◆ **REQUIRED TASKS**
a) In the forum thread about Canada and the "G" groups, which country first invited Canada into the G-8?
b) In the entries, reproduce the part that opens at the first line and closes with the line containing "negative clicks: (355, 296)", changing "exact" to "precise" and keeping everything else the same. Leave the pictures out.

◆ **STUDY TEXT**
--------------------

Prime Minister Harper’s _strategic_ challenge is to preserve Canada’s influence as we are, roughly, elbowed aside by bigger players. We have, slowly but surely, slipped our of the global “Top 10” (we haven’t _slipped_ as much as we have been passed) but we are, firmly, in the “Top 10*%*” and we are likely to remain there for a long, long time. We need a place at the table, and the world *needs* us at the table – the right place, a respected place, at the right table, but it might not be at the head table any more.


----------



## a_majoor (23 Sep 2009)

Many of these arguments have been brought up in the past in other threads, and I will re raise an objection to the various "G" groups; do the mambers share common interests with Canada?

Even the G-8 is not truely representative of our interests, outside of the obvious inclusion of Russia. Canada was only invited in the first place by the United States, which wanted a North American couterweight to the heavily Eurocentric composition of the initial group. Then, as now, Canada did not have the military, political or economic clout to be a member on her own merits (indeed, as Edward has pointed out, we have been passed by other, more dynamic economies).

I would think that for many purposes "tiger teams" of like minded nations can rapidly assemble for particular tasks (the US, Australia and Japan put together an outstanding response to the Tsunami), and like minded groupings like the putative "Anglosphere" or a "Concert of Democracies" would be fare more representative and effective places to promote and cultivate _our_ interests.


----------

--------------------

◆ **ENTRIES SHOWN**
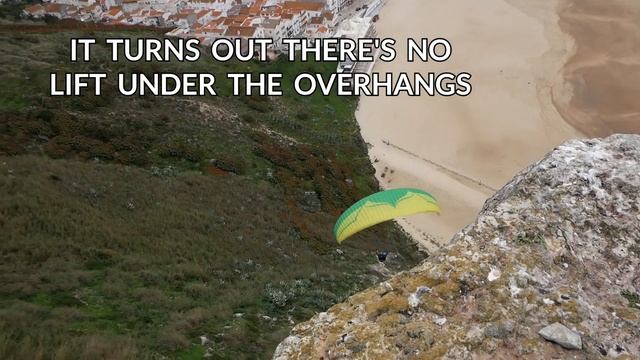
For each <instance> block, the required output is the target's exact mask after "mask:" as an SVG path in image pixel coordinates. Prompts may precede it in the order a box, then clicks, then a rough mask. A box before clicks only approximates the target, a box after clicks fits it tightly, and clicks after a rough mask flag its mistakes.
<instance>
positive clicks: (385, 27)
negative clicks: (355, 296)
mask: <svg viewBox="0 0 640 360" xmlns="http://www.w3.org/2000/svg"><path fill="white" fill-rule="evenodd" d="M558 1H559V0H558ZM558 1H556V0H538V1H535V2H532V1H529V0H507V1H505V0H485V1H474V0H451V1H437V0H390V1H389V2H388V3H387V5H386V6H385V8H384V9H383V10H382V13H381V19H380V21H379V22H378V23H377V30H378V34H379V36H380V37H393V38H396V39H397V40H398V42H399V43H400V44H404V43H405V42H406V40H405V39H406V38H408V37H414V38H422V37H430V38H434V37H445V38H447V39H448V40H449V41H450V42H451V43H452V45H453V56H452V58H451V59H450V60H449V61H448V62H446V63H441V64H435V63H431V62H430V63H408V62H407V61H405V59H404V56H398V58H397V59H396V60H395V61H394V62H392V63H383V62H378V63H377V64H376V67H375V69H374V71H378V72H394V73H399V72H403V71H404V72H409V73H412V72H422V73H426V72H430V71H433V72H442V71H450V72H463V71H466V72H469V73H471V74H472V75H473V78H472V80H471V82H472V84H473V86H474V90H473V93H472V94H471V95H470V96H468V97H462V98H460V97H451V98H445V97H427V96H423V97H409V96H399V97H385V96H381V97H369V98H364V97H363V98H362V99H361V102H360V107H359V110H358V113H357V117H358V121H359V123H360V126H361V128H362V134H363V136H364V138H365V140H366V141H367V142H368V143H369V144H370V156H371V158H372V161H373V163H374V166H375V167H376V170H377V175H378V179H379V180H380V183H381V184H382V186H383V187H385V188H397V187H405V186H411V187H418V188H422V189H425V190H427V191H429V192H431V193H432V194H433V195H434V196H435V197H436V198H438V199H439V201H440V203H441V206H442V208H443V214H442V215H441V216H430V215H417V216H414V217H410V218H408V219H406V220H402V221H401V224H402V225H403V226H404V227H405V229H406V230H407V231H409V232H410V233H411V235H412V236H413V237H414V238H415V239H416V240H417V241H419V242H420V243H421V244H423V245H424V246H425V247H427V248H429V249H432V250H433V249H435V248H436V247H437V244H442V243H445V242H448V241H449V240H450V238H451V237H452V236H453V235H454V234H455V233H456V232H457V231H459V230H460V229H461V228H463V227H464V226H466V225H467V224H469V223H470V222H471V221H473V219H474V218H475V217H476V215H477V213H478V211H479V210H480V208H481V207H482V204H483V203H484V201H485V199H486V198H487V197H489V196H490V195H492V194H493V193H494V192H495V190H496V189H499V188H500V187H502V186H503V185H504V184H505V183H506V182H507V181H508V180H510V179H511V178H512V177H513V176H514V175H515V173H517V172H518V171H520V170H521V169H523V168H525V167H526V166H527V165H529V164H530V163H532V162H533V161H535V160H537V159H539V158H541V157H542V156H544V154H546V153H547V152H549V151H550V150H552V149H553V148H554V147H555V146H556V145H558V144H560V143H562V142H563V141H565V140H567V139H569V138H576V137H581V136H583V134H582V132H580V131H579V130H576V129H575V128H574V127H572V126H570V125H569V124H568V123H567V122H566V121H564V120H563V118H562V116H561V114H560V113H559V112H558V111H557V110H556V106H554V102H557V101H558V100H556V99H563V100H564V101H565V102H568V101H569V100H570V99H571V98H572V96H571V95H572V93H571V91H575V89H574V88H571V87H570V86H566V84H565V83H566V82H565V81H564V77H563V72H562V70H563V65H564V64H565V63H567V61H568V60H569V59H570V58H571V57H572V56H574V53H575V52H576V51H575V47H574V41H573V39H572V38H571V37H569V36H568V35H567V34H565V33H564V32H563V31H562V29H561V28H560V26H559V25H558V23H559V21H560V19H559V17H558V9H559V5H560V4H559V2H558ZM576 1H582V0H576ZM398 49H399V50H400V54H403V53H404V52H405V51H406V48H405V47H404V46H398Z"/></svg>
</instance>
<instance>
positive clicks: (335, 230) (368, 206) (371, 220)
mask: <svg viewBox="0 0 640 360" xmlns="http://www.w3.org/2000/svg"><path fill="white" fill-rule="evenodd" d="M418 213H440V207H439V206H438V202H437V201H436V199H435V198H434V197H433V196H431V194H429V193H427V192H425V191H422V190H419V189H394V190H386V191H381V192H379V193H376V194H373V195H370V196H367V197H366V198H364V199H362V200H360V201H358V202H357V203H355V204H354V205H353V206H351V207H350V208H349V209H347V210H346V211H345V212H344V213H343V214H342V215H341V216H340V218H339V219H338V221H337V222H336V224H335V226H334V228H333V233H334V235H335V237H336V239H337V240H338V243H342V242H343V241H344V240H346V239H347V238H349V237H350V236H352V235H354V234H356V233H358V232H360V231H362V230H364V229H366V228H369V227H371V226H374V225H377V224H379V223H382V222H385V221H389V220H392V219H395V218H399V217H404V216H408V215H413V214H418Z"/></svg>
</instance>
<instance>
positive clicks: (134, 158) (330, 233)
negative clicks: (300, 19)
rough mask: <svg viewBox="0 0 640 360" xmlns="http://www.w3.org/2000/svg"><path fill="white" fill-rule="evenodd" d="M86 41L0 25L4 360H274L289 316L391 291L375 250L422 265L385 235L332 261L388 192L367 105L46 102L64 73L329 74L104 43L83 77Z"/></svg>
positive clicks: (119, 33)
mask: <svg viewBox="0 0 640 360" xmlns="http://www.w3.org/2000/svg"><path fill="white" fill-rule="evenodd" d="M77 35H79V33H78V32H75V31H70V30H68V29H66V30H64V31H62V30H60V31H57V30H56V31H51V32H48V31H47V32H44V33H37V32H20V33H15V32H0V49H2V50H1V51H0V83H2V84H3V86H2V87H0V189H2V191H1V192H0V234H2V238H1V241H0V259H1V260H0V357H1V358H3V359H24V358H30V359H48V358H61V359H67V358H69V359H74V358H77V359H86V358H104V359H127V358H135V359H144V358H163V357H164V358H167V357H168V358H176V359H197V358H202V357H203V356H204V355H205V354H206V355H207V356H210V357H211V358H214V359H255V358H260V359H261V358H268V357H270V355H271V353H272V352H273V350H274V349H275V346H276V345H277V343H278V342H279V341H280V340H282V339H283V338H284V337H286V335H287V333H288V332H289V330H290V328H291V326H292V322H298V321H301V320H305V319H307V318H308V317H310V316H312V315H313V314H314V313H316V312H318V311H323V310H326V309H327V308H328V307H330V306H331V305H332V304H334V303H336V302H339V301H342V300H344V299H346V297H348V296H349V295H351V294H353V293H354V292H356V291H358V290H361V289H363V288H365V287H368V286H370V285H372V284H374V283H375V282H377V281H380V280H381V279H382V278H381V276H380V275H379V274H378V273H376V272H373V271H372V270H371V269H370V267H369V265H371V264H373V263H375V262H376V259H375V253H376V251H378V250H383V249H384V250H390V251H393V252H395V253H397V254H398V255H399V257H398V259H397V260H395V262H392V263H390V264H389V265H388V266H389V267H391V268H392V269H393V270H395V271H399V270H402V269H406V268H409V267H410V266H413V265H414V264H416V263H417V262H418V261H420V260H421V259H422V256H421V255H420V254H419V253H418V252H417V251H416V248H415V246H414V245H413V244H412V243H411V241H410V240H409V239H408V238H407V237H406V236H405V235H404V234H403V233H402V232H401V231H400V230H398V229H397V228H396V227H395V226H393V225H390V224H383V225H381V226H377V227H375V228H373V229H371V230H368V231H365V232H364V233H362V234H361V235H359V236H357V237H355V238H353V239H352V240H351V241H349V242H347V243H346V244H345V245H344V246H342V248H341V249H342V250H343V253H338V252H336V247H337V245H336V244H335V240H334V239H333V235H332V226H333V222H334V221H335V219H336V216H337V215H338V214H339V213H340V211H342V210H344V209H345V208H346V207H347V206H348V205H350V204H351V203H352V202H354V201H355V200H356V199H358V198H360V197H362V196H364V195H367V194H370V193H371V192H373V191H375V190H376V189H377V183H376V182H375V179H374V177H373V169H372V167H371V165H370V164H369V162H368V158H367V156H366V147H365V144H364V142H363V141H362V139H361V138H360V135H359V132H358V128H357V123H356V122H355V119H354V114H353V113H354V111H355V107H356V100H355V99H350V98H340V97H337V96H330V97H321V96H314V97H308V98H302V97H296V96H291V95H289V96H284V97H279V98H266V97H251V98H247V97H238V98H234V97H230V96H229V94H230V89H229V88H224V87H223V88H222V89H219V90H220V93H221V94H222V95H221V96H220V97H199V98H152V97H132V98H124V97H120V96H115V95H114V93H113V84H111V85H109V84H107V86H106V88H105V90H106V91H107V94H110V95H107V96H102V97H91V96H84V97H80V98H55V97H49V96H48V95H47V92H48V89H49V85H48V74H49V72H52V71H55V72H64V71H70V70H73V71H75V72H81V71H85V70H91V69H95V68H99V69H103V70H104V71H107V72H109V73H112V74H113V73H116V72H119V71H124V72H128V71H145V72H151V71H173V72H184V71H189V72H194V71H209V72H213V73H215V74H219V76H224V73H225V72H227V71H240V70H243V71H245V70H248V71H253V72H258V71H283V72H285V74H286V75H285V77H286V78H290V77H291V76H293V75H294V74H296V73H298V72H300V71H303V70H304V71H314V72H316V71H318V72H330V71H332V70H333V69H334V66H335V64H312V63H293V64H290V63H287V62H284V61H276V62H273V63H270V64H258V63H248V64H239V63H229V64H215V63H213V62H211V61H210V60H208V59H206V58H205V59H203V60H202V61H200V62H198V63H195V64H182V63H167V64H158V63H144V64H127V63H118V64H112V63H110V62H109V61H107V60H106V57H107V55H108V54H107V51H106V48H100V47H98V48H97V50H96V53H95V56H96V57H95V60H94V61H93V62H91V63H89V64H74V65H73V66H71V65H70V64H69V63H68V62H67V45H68V44H69V38H70V37H73V36H77ZM82 35H85V36H86V33H83V34H82ZM92 35H93V36H96V37H98V38H104V37H109V36H127V37H137V36H140V37H144V36H157V35H156V34H154V33H149V32H145V31H142V30H141V31H129V32H127V33H111V32H104V31H95V32H93V33H92ZM110 86H111V87H110ZM288 93H289V94H291V93H292V92H290V91H288ZM309 191H311V192H315V194H316V196H317V198H318V201H319V203H320V208H319V210H317V211H315V212H309V211H305V210H304V209H303V206H302V202H303V199H304V196H305V192H309ZM201 336H204V337H206V339H207V340H206V341H205V342H204V345H203V342H202V341H201Z"/></svg>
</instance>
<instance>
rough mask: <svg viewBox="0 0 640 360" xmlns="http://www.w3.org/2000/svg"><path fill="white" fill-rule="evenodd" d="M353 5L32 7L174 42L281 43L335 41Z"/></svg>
mask: <svg viewBox="0 0 640 360" xmlns="http://www.w3.org/2000/svg"><path fill="white" fill-rule="evenodd" d="M351 1H352V0H44V1H43V3H42V4H36V5H30V6H27V7H26V8H25V10H24V13H25V14H26V15H28V16H33V17H36V18H39V17H44V16H47V15H48V16H54V17H57V18H61V19H62V18H70V19H76V20H79V21H93V22H103V23H107V24H125V25H148V26H160V27H167V28H171V30H170V31H169V32H168V33H167V34H168V35H170V36H180V37H195V38H198V39H199V40H200V42H201V43H203V44H207V43H211V42H212V41H213V40H214V39H215V38H218V37H225V38H231V39H235V38H271V39H273V43H274V46H273V47H274V50H281V46H282V39H284V38H294V37H305V38H324V37H329V36H332V35H333V34H334V33H335V31H336V27H337V25H338V14H339V13H340V11H342V9H343V8H344V7H345V6H347V5H348V4H349V3H350V2H351Z"/></svg>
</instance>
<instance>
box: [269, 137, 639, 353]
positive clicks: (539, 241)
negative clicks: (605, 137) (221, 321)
mask: <svg viewBox="0 0 640 360" xmlns="http://www.w3.org/2000/svg"><path fill="white" fill-rule="evenodd" d="M639 208H640V137H639V136H631V135H625V136H623V135H617V136H612V137H610V138H608V139H604V140H588V141H571V142H569V143H566V144H564V145H562V146H560V147H558V148H557V149H555V150H554V151H553V152H551V153H550V154H549V155H548V156H547V157H546V158H545V159H543V160H542V161H540V162H538V163H537V164H534V165H532V166H531V167H529V168H528V169H526V170H524V171H523V172H521V173H520V174H518V175H517V176H516V177H515V178H514V179H513V180H512V181H511V182H510V183H509V184H508V185H506V186H505V187H504V188H503V189H502V190H500V191H499V192H498V193H497V194H496V195H495V196H493V197H492V198H491V199H489V200H488V201H487V202H486V204H485V206H484V208H483V210H482V211H481V213H480V215H479V216H478V218H477V220H476V221H475V223H473V224H471V225H470V226H468V227H467V228H465V229H464V230H462V231H461V232H460V233H458V234H457V235H456V236H455V237H454V239H453V240H452V242H451V244H450V245H449V246H447V247H445V248H444V249H443V250H442V251H441V252H440V253H439V254H438V255H435V256H433V257H432V258H430V259H429V260H427V261H426V262H425V263H423V264H422V265H420V266H418V267H416V268H414V269H412V270H410V271H407V272H404V273H400V274H398V275H397V276H395V277H393V278H391V279H389V280H388V281H386V282H384V283H382V284H380V285H378V286H377V287H375V288H371V289H369V290H366V291H364V292H361V293H359V294H356V295H354V296H352V297H351V298H350V299H349V300H348V301H347V302H345V303H343V304H339V305H336V306H334V307H332V308H331V309H330V310H329V311H327V312H326V313H320V314H318V315H316V316H315V317H314V318H312V319H311V320H310V321H308V322H306V323H302V324H299V325H297V326H296V327H295V328H294V329H293V331H292V333H291V335H290V336H289V337H288V338H286V339H285V340H284V341H283V342H282V343H281V344H280V346H279V347H278V349H277V350H276V353H275V355H274V358H275V359H321V358H322V359H354V358H361V359H365V358H366V359H432V358H433V359H440V358H445V359H484V358H493V359H513V358H531V359H541V358H545V359H550V358H555V359H569V358H571V359H574V358H575V359H588V358H598V357H605V356H609V357H618V358H638V356H639V355H640V308H639V306H640V299H639V294H640V264H639V263H640V209H639Z"/></svg>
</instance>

--------------------

◆ **EXERCISE RESPONSES**
a) The United States.

b)
For each <instance> block, the required output is the target's precise mask after "mask:" as an SVG path in image pixel coordinates. Prompts may precede it in the order a box, then clicks, then a rough mask. A box before clicks only approximates the target, a box after clicks fits it tightly, and clicks after a rough mask flag its mistakes.
<instance>
positive clicks: (385, 27)
negative clicks: (355, 296)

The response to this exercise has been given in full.